- EXERCISE PROMPT: Extend the text on imaging in nuclear medicine below, picking up after its final sentence.

- SOURCE TEXT:

++++++++

|

b
Imaging
in Nuclear Medicine
The following two techniques use different properties of radioactive
elements to create an image.
- Bone scanning
- Positron emission tomography (PET)
Bone Scanning
- This detects radiation from
a radioactive substance (technetium-pp methyldiphosphate) that,
when injected into the body, collects in bone tissue.
- The substance accumulates in
areas of high metabolic activity and so is useful for detecting
tumours, which generally have high metabolic activity.

PET scanning
- The patient is injected with
a radioactive substance and placed on a flat table that moves
in increments through a "donut" shaped housing.
- The circular gamma ray detector
array has a series of scintillation crystals, each connected to
a photomultiplier tube.
- The crystals convert the gamma
rays, emitted from the patient, to photons of light, and the photomultiplier
tubes convert and amplify the photons to electrical signals.

++++++++

(Source records)

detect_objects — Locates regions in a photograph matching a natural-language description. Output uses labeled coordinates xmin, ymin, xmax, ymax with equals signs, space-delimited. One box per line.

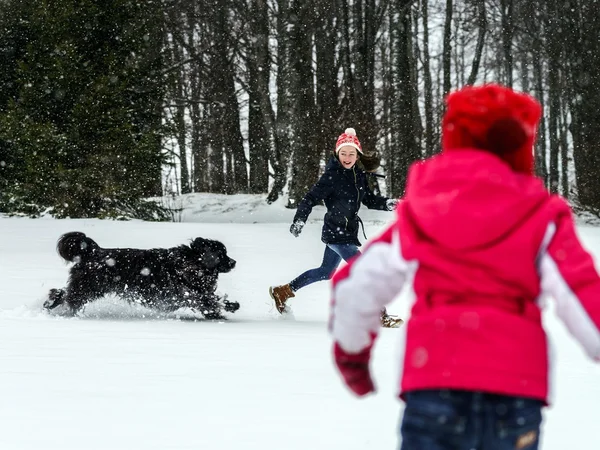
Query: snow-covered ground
xmin=0 ymin=194 xmax=600 ymax=450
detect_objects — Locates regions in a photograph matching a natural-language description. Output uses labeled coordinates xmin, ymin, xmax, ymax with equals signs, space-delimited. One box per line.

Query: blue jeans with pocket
xmin=400 ymin=390 xmax=544 ymax=450
xmin=290 ymin=244 xmax=360 ymax=292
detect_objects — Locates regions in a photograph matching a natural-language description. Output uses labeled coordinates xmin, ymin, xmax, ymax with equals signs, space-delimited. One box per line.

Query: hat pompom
xmin=335 ymin=128 xmax=362 ymax=155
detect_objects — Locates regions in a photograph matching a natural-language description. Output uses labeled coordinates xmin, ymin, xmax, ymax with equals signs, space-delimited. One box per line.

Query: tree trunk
xmin=442 ymin=0 xmax=452 ymax=97
xmin=467 ymin=0 xmax=487 ymax=85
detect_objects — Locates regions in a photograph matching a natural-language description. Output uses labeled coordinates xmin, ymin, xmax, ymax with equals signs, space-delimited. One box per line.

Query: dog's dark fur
xmin=44 ymin=232 xmax=239 ymax=319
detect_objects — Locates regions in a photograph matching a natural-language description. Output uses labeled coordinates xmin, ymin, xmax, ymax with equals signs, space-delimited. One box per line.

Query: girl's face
xmin=338 ymin=145 xmax=358 ymax=169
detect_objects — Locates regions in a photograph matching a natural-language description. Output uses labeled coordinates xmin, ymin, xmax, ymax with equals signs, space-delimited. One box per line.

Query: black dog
xmin=44 ymin=232 xmax=240 ymax=320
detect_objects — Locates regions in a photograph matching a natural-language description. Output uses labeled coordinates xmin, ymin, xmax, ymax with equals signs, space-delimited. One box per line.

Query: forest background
xmin=0 ymin=0 xmax=600 ymax=220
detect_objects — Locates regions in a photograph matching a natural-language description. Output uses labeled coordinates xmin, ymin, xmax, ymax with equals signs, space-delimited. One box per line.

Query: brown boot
xmin=269 ymin=284 xmax=295 ymax=314
xmin=381 ymin=309 xmax=404 ymax=328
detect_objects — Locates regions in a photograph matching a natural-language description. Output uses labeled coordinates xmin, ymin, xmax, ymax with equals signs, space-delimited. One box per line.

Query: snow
xmin=0 ymin=194 xmax=600 ymax=450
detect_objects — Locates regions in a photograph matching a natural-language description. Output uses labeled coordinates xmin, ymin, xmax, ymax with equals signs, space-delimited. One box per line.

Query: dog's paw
xmin=44 ymin=289 xmax=64 ymax=309
xmin=202 ymin=311 xmax=227 ymax=320
xmin=223 ymin=300 xmax=240 ymax=312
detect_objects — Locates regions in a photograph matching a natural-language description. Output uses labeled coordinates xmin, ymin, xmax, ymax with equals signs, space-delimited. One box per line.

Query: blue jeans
xmin=400 ymin=390 xmax=543 ymax=450
xmin=290 ymin=244 xmax=360 ymax=292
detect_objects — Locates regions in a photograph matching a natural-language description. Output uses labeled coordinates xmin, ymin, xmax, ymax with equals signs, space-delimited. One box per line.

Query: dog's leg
xmin=192 ymin=295 xmax=227 ymax=320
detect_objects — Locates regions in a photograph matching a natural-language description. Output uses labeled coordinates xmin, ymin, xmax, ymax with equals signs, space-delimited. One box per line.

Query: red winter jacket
xmin=330 ymin=150 xmax=600 ymax=401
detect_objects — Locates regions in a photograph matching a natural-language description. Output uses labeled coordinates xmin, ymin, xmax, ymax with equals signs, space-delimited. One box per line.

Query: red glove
xmin=333 ymin=342 xmax=375 ymax=397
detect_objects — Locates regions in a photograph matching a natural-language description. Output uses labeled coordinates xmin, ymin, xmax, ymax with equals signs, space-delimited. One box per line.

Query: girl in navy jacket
xmin=269 ymin=128 xmax=402 ymax=327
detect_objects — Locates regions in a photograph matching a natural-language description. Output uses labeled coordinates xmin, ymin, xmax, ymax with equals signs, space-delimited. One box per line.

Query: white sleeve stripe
xmin=332 ymin=227 xmax=416 ymax=353
xmin=539 ymin=224 xmax=600 ymax=359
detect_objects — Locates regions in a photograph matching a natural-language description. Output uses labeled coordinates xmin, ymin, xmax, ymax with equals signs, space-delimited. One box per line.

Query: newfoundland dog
xmin=44 ymin=231 xmax=240 ymax=320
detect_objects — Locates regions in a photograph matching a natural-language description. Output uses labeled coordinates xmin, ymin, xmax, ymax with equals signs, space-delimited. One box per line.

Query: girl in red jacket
xmin=330 ymin=84 xmax=600 ymax=450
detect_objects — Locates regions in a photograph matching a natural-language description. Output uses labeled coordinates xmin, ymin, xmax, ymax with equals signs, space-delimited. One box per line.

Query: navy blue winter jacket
xmin=294 ymin=157 xmax=388 ymax=245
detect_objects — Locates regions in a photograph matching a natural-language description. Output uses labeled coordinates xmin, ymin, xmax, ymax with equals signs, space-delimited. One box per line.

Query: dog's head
xmin=190 ymin=238 xmax=235 ymax=273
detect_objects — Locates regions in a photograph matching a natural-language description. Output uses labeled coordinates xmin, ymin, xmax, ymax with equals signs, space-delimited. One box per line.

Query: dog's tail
xmin=56 ymin=231 xmax=100 ymax=262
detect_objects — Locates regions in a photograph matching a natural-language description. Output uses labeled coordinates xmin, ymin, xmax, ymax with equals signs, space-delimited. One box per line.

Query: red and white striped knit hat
xmin=335 ymin=128 xmax=363 ymax=155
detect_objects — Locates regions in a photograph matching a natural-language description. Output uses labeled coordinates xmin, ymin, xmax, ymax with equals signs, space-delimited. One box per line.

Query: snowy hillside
xmin=0 ymin=194 xmax=600 ymax=450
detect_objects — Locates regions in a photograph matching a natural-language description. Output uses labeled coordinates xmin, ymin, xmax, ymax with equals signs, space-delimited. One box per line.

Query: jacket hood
xmin=398 ymin=149 xmax=549 ymax=250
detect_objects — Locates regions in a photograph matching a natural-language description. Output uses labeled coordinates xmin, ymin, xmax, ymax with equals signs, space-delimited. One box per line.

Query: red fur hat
xmin=442 ymin=84 xmax=542 ymax=174
xmin=335 ymin=128 xmax=362 ymax=155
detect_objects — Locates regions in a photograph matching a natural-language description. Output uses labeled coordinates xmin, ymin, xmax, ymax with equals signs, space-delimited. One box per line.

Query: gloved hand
xmin=385 ymin=198 xmax=400 ymax=211
xmin=290 ymin=220 xmax=304 ymax=237
xmin=333 ymin=342 xmax=375 ymax=397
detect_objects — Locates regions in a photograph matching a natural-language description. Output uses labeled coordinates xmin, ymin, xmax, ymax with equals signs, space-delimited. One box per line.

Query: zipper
xmin=352 ymin=166 xmax=360 ymax=208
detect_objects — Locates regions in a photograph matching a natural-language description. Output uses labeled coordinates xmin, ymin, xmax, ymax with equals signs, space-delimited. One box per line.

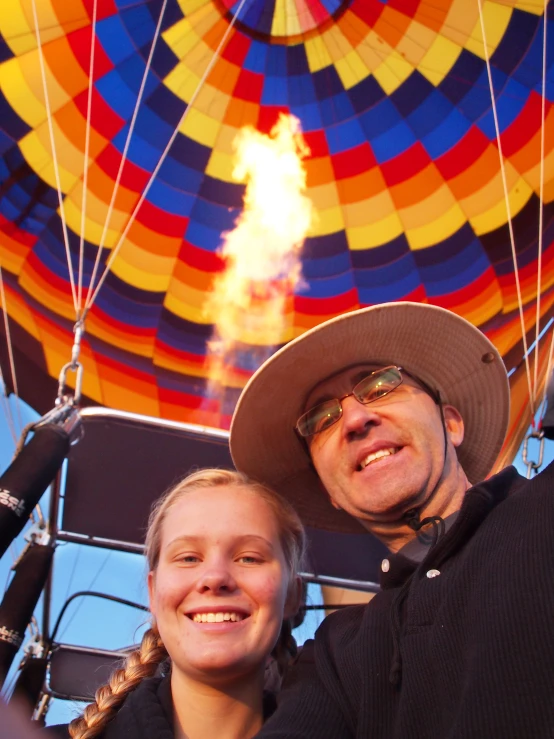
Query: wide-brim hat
xmin=230 ymin=302 xmax=510 ymax=533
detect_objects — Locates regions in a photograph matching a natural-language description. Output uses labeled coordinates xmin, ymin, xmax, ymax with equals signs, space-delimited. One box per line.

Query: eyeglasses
xmin=296 ymin=365 xmax=402 ymax=438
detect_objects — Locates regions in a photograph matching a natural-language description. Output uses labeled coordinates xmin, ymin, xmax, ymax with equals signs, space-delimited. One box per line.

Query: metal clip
xmin=521 ymin=431 xmax=544 ymax=480
xmin=56 ymin=361 xmax=83 ymax=405
xmin=71 ymin=320 xmax=85 ymax=369
xmin=30 ymin=398 xmax=84 ymax=446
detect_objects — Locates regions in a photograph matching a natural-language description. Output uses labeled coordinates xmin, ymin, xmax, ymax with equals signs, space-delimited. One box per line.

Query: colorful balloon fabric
xmin=0 ymin=0 xmax=554 ymax=446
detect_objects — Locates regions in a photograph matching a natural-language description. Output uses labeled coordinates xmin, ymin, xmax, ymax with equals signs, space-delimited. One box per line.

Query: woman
xmin=48 ymin=470 xmax=305 ymax=739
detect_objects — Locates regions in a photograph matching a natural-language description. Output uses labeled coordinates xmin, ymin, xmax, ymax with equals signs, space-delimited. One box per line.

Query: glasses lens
xmin=296 ymin=400 xmax=342 ymax=436
xmin=352 ymin=367 xmax=402 ymax=405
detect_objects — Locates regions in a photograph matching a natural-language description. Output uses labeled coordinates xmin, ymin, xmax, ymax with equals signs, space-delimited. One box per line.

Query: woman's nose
xmin=196 ymin=562 xmax=237 ymax=593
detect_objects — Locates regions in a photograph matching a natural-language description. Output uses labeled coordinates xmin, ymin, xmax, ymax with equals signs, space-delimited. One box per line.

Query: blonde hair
xmin=69 ymin=469 xmax=306 ymax=739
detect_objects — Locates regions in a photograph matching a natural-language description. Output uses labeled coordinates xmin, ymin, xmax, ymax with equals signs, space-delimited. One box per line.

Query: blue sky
xmin=0 ymin=397 xmax=554 ymax=724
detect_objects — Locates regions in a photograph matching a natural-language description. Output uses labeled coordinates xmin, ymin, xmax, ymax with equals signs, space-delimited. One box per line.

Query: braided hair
xmin=69 ymin=626 xmax=168 ymax=739
xmin=69 ymin=469 xmax=306 ymax=739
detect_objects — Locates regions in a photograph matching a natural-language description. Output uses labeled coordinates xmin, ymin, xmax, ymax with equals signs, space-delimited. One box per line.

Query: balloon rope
xmin=85 ymin=0 xmax=167 ymax=315
xmin=533 ymin=0 xmax=550 ymax=404
xmin=31 ymin=0 xmax=79 ymax=318
xmin=477 ymin=0 xmax=535 ymax=417
xmin=539 ymin=326 xmax=554 ymax=428
xmin=77 ymin=0 xmax=98 ymax=319
xmin=0 ymin=266 xmax=23 ymax=444
xmin=85 ymin=0 xmax=252 ymax=315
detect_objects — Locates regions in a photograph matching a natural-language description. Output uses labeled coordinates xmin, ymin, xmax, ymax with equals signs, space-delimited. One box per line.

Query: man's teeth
xmin=192 ymin=612 xmax=246 ymax=624
xmin=360 ymin=447 xmax=398 ymax=470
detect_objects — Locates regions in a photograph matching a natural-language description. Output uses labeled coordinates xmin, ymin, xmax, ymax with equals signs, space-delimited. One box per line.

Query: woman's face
xmin=148 ymin=485 xmax=296 ymax=683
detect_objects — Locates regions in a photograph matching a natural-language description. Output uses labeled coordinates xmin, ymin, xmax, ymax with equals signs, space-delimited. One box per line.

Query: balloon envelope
xmin=0 ymin=0 xmax=554 ymax=440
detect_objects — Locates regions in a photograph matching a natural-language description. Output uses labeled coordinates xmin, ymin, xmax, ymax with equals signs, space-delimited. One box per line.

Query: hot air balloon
xmin=0 ymin=0 xmax=554 ymax=724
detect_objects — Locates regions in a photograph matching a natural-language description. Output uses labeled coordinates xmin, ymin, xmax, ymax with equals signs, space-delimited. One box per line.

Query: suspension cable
xmin=0 ymin=265 xmax=23 ymax=436
xmin=477 ymin=0 xmax=535 ymax=417
xmin=533 ymin=0 xmax=550 ymax=398
xmin=77 ymin=0 xmax=98 ymax=319
xmin=84 ymin=0 xmax=248 ymax=316
xmin=85 ymin=0 xmax=167 ymax=315
xmin=31 ymin=0 xmax=79 ymax=318
xmin=539 ymin=327 xmax=554 ymax=422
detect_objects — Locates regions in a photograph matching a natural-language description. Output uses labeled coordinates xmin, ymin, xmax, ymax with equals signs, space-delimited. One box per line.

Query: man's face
xmin=305 ymin=365 xmax=463 ymax=529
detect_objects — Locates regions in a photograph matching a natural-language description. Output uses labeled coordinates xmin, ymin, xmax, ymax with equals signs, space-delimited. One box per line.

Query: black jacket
xmin=45 ymin=676 xmax=276 ymax=739
xmin=45 ymin=677 xmax=174 ymax=739
xmin=258 ymin=463 xmax=554 ymax=739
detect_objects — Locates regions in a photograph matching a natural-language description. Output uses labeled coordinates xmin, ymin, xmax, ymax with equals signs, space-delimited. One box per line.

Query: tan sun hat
xmin=230 ymin=302 xmax=510 ymax=533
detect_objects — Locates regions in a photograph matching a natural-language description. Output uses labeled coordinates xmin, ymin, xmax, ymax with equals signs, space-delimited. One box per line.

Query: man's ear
xmin=147 ymin=570 xmax=156 ymax=618
xmin=442 ymin=405 xmax=464 ymax=447
xmin=283 ymin=575 xmax=303 ymax=619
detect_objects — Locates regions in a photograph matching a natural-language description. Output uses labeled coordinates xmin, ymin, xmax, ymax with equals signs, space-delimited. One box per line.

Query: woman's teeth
xmin=360 ymin=447 xmax=399 ymax=470
xmin=191 ymin=612 xmax=246 ymax=624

++++++++

- EXERCISE RESPONSE:
- These electrical signals are
then processed by the computer to generate images.
- The table is then moved, and
the process is repeated, resulting in a series of thin slice images
of the body over the region of interest (e.g. brain, breast, liver).
- These thin slice images can
be assembled into a three dimensional representation of the patient's
body.

Nuclear medicine imaging is useful
for detecting:
- tumors
- aneurysms (weak spots in blood vessel walls)
- irregular or inadequate blood flow to various tissues
- blood cell disorders and inadequate functioning of organs, such
as thyroid and pulmonary function deficiencies.